Could you repeat the stretch of the records below from the line containing "Can you see the black" through the line containing "column 125, row 71", without any changes?

====== PROVIDED INFORMATION

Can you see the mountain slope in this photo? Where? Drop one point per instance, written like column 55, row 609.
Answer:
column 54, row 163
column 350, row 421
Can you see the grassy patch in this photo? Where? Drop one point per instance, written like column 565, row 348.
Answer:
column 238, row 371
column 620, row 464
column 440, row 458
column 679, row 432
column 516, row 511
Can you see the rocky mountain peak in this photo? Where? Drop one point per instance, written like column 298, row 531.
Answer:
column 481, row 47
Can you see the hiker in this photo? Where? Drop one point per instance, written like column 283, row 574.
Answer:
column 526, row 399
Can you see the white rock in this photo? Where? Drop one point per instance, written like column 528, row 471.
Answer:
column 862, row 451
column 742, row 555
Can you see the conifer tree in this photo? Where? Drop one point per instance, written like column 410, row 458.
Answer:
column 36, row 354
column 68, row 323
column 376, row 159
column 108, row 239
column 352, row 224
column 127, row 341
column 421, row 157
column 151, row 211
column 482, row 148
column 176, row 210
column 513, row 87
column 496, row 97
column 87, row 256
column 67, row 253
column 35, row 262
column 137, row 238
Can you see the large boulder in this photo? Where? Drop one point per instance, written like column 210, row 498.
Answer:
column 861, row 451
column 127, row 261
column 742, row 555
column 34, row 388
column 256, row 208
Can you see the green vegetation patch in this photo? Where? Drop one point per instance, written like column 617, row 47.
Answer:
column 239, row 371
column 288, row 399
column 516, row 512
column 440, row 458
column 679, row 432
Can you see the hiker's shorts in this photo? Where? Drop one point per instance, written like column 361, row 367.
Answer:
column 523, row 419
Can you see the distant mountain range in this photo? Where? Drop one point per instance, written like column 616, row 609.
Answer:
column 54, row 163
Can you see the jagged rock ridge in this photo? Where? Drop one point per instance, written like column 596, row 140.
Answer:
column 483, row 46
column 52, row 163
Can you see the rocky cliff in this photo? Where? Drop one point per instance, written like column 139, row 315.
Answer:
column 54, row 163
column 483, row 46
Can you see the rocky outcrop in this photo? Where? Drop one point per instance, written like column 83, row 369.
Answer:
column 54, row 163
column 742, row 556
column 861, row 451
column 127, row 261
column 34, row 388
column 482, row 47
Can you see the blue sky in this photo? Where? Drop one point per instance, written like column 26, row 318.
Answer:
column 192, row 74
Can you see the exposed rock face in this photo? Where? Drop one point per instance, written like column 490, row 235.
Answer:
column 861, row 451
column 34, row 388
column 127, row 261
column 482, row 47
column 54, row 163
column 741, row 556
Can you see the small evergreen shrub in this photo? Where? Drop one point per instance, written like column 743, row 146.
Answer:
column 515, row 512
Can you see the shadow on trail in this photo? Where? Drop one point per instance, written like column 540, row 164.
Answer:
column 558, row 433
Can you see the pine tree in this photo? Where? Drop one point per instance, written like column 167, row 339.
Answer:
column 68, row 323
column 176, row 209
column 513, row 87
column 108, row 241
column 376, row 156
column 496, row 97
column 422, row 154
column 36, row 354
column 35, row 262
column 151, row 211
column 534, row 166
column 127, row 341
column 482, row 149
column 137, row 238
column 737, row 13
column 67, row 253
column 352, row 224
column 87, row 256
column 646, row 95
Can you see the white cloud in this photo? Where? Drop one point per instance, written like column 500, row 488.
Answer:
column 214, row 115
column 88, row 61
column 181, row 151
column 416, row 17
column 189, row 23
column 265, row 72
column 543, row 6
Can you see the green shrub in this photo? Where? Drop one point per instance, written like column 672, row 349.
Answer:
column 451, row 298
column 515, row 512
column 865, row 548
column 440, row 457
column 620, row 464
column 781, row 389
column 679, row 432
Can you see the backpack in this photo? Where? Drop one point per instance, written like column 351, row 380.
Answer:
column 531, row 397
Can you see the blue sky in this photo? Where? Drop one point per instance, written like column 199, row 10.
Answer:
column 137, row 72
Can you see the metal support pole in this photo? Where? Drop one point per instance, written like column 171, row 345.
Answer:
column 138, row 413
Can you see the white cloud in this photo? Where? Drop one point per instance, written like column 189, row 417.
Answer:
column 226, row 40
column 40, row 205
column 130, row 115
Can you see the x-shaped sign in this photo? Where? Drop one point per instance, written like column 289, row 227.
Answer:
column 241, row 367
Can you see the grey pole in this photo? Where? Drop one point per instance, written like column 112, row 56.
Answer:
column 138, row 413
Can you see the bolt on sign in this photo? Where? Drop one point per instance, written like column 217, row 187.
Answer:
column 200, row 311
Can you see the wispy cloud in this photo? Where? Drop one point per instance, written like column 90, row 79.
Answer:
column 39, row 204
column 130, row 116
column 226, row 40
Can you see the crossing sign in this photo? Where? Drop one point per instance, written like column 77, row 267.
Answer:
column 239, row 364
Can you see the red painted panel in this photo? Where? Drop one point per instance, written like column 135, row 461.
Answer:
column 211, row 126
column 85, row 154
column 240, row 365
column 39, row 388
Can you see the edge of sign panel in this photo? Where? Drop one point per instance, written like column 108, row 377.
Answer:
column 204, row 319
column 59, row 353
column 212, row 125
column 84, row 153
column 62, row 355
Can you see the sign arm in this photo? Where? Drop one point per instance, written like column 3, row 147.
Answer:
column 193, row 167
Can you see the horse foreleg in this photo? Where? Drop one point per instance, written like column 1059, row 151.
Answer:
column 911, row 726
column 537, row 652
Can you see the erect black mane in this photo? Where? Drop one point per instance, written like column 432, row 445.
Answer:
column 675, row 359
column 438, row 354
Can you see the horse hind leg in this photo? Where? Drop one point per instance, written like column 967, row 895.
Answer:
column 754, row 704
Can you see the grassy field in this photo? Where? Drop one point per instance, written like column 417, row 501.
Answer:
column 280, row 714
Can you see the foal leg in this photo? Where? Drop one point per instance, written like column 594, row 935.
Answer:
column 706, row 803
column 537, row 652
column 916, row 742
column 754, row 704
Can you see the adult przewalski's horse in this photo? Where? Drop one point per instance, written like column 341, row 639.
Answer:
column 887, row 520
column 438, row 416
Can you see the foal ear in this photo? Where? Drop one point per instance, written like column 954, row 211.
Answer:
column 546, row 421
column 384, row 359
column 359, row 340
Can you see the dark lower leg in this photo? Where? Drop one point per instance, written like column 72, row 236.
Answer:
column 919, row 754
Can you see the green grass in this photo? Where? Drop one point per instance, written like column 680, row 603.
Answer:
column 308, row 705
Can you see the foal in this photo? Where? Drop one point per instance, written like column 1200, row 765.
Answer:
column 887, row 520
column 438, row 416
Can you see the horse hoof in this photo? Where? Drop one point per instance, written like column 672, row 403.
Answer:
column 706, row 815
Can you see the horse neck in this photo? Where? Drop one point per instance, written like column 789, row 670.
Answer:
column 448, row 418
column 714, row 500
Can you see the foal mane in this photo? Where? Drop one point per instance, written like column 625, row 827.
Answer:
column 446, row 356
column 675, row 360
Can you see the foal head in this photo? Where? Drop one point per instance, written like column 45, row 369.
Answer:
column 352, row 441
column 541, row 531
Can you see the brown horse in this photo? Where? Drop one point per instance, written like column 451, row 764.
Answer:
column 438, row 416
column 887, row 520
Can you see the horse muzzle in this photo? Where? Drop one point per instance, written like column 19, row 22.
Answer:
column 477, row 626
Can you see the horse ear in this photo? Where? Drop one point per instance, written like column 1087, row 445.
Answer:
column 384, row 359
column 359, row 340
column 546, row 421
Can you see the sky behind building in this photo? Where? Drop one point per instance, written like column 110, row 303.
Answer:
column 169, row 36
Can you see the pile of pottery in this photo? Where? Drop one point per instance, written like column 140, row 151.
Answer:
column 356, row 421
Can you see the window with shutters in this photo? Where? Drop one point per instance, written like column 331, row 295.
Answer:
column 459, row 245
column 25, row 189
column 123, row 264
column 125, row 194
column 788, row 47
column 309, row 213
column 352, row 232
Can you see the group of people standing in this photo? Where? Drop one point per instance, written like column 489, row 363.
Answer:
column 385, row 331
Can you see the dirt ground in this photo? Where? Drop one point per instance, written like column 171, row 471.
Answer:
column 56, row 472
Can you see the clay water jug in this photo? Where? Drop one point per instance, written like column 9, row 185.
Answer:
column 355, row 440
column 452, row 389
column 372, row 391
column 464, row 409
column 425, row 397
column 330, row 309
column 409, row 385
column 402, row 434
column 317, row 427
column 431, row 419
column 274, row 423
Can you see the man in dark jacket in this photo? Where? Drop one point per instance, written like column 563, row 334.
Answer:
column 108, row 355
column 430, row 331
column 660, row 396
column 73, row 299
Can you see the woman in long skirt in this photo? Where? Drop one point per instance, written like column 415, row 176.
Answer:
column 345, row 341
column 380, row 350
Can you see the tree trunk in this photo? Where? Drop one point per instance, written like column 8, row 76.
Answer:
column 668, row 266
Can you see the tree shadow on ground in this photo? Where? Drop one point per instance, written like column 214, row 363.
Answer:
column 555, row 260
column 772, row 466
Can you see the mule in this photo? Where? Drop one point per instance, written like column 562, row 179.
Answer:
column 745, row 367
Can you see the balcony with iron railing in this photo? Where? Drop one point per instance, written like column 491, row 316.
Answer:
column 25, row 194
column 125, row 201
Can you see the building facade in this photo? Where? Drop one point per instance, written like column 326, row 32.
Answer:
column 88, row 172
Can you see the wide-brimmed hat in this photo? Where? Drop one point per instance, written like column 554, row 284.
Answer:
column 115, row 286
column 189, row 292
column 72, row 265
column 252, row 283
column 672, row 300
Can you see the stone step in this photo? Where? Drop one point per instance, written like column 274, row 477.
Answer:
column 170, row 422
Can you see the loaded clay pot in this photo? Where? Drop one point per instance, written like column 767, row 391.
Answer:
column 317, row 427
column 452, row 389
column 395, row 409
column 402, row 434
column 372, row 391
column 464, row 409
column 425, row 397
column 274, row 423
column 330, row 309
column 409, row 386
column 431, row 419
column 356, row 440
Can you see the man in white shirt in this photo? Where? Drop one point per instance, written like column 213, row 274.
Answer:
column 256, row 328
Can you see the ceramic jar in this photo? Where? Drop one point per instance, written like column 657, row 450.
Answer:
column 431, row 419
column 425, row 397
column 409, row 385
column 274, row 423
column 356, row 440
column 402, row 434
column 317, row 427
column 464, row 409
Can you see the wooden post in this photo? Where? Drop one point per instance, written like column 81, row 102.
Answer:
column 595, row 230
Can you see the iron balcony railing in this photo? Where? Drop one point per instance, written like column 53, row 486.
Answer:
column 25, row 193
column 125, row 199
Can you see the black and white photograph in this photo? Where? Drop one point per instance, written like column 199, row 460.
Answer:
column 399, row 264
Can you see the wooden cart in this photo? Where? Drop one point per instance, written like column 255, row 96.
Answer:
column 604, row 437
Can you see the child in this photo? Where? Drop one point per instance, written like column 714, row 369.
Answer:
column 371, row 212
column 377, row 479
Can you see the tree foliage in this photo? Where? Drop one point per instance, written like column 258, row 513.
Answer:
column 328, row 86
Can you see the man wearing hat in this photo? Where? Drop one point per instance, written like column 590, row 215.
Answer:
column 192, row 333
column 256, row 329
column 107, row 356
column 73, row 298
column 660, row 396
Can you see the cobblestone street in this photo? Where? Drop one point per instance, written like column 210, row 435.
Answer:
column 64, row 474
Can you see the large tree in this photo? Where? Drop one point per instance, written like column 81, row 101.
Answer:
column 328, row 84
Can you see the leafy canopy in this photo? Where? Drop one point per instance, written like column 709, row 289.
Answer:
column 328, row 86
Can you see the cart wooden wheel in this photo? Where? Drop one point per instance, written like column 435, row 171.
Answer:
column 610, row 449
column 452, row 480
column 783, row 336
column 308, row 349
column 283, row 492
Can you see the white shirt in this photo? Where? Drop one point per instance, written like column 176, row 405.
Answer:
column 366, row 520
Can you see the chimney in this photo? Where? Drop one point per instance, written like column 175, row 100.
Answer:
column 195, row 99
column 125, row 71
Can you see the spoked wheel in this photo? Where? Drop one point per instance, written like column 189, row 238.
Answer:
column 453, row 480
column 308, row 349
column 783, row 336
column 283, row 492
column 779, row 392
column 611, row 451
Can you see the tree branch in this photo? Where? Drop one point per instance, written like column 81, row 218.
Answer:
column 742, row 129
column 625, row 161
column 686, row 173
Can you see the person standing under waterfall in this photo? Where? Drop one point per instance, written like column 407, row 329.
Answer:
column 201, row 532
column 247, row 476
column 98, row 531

============

**SOLUTION TO THIS EXERCISE:**
Can you see the black and white photograph in this photo? Where? Drop one point per instance, written like column 199, row 460.
Answer:
column 399, row 264
Can you see the wooden cart in this photo? Where? Drop one point per instance, written like column 255, row 96.
Answer:
column 604, row 437
Can you see the child in this photo? Where? Drop one point per instance, written like column 714, row 369.
Answer:
column 371, row 212
column 377, row 479
Can you see the tree foliage in this photo? Where? Drop one point per instance, written like column 258, row 513.
Answer:
column 328, row 86
Can you see the man wearing hat in this photo? Where? Drop one point per instance, written like column 590, row 215.
Answer:
column 192, row 333
column 256, row 329
column 107, row 356
column 73, row 298
column 660, row 396
Can you see the cobblestone street in this photo? Where? Drop one point per instance, written like column 210, row 435.
Answer:
column 64, row 474
Can you see the large tree in this photo? Where? Drop one point per instance, written like column 81, row 101.
Answer:
column 328, row 84
Can you see the leafy canopy in this photo? Where? Drop one point per instance, written like column 709, row 289.
Answer:
column 328, row 86
Can you see the cart wooden wheel in this photo? Where? Drop one point per instance, written like column 435, row 171.
Answer:
column 610, row 449
column 452, row 480
column 783, row 336
column 308, row 349
column 283, row 492
Can you see the white shirt in this photo? Where? Drop one point per instance, written like column 176, row 405.
Answer:
column 366, row 520
Can you see the chimney in this photo? Where? Drop one point per instance, written like column 175, row 100.
Answer:
column 195, row 99
column 125, row 71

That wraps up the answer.